=== Given entries ===

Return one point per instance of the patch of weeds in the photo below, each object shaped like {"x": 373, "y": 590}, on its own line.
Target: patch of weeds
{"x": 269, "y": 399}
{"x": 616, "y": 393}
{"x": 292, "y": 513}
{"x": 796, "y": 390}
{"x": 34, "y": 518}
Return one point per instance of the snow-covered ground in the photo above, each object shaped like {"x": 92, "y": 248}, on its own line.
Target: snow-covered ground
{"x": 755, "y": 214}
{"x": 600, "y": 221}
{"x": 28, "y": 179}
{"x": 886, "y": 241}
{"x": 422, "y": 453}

===
=== Given entries ===

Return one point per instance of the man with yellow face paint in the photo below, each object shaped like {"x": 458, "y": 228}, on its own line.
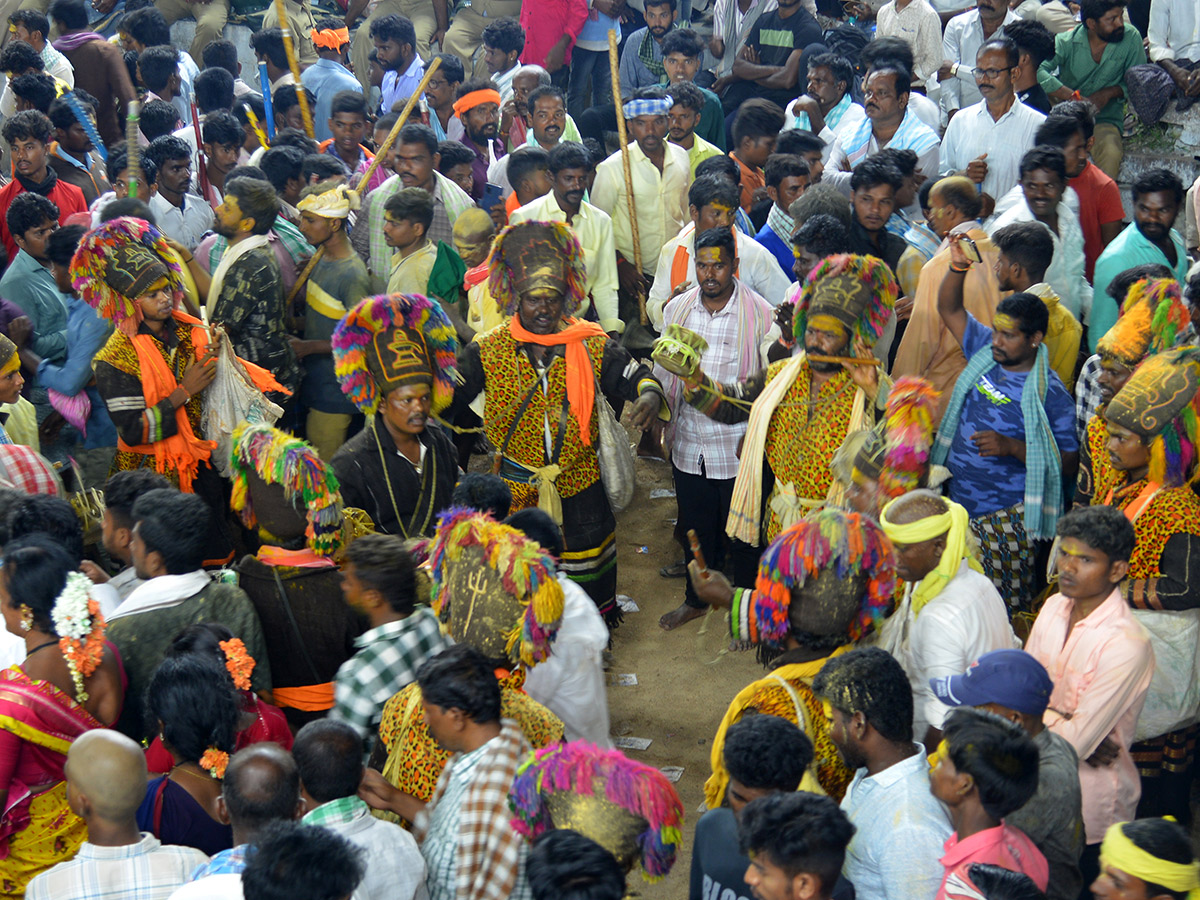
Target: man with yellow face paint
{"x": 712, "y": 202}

===

## Given exercise
Find each line of the listing above that contains the word "shaped" and copy those lines in full.

## Result of this exercise
Return one point per instance of the patch of weeds in the photo below, each object shaped like {"x": 373, "y": 590}, on its own line.
Return one point per instance of the snow-covered ground in the photo above, each object shaped like {"x": 92, "y": 248}, on its own line.
Return one point per instance of the man with yellow face paint in the photo below, each object shaped like {"x": 458, "y": 228}, on its own line.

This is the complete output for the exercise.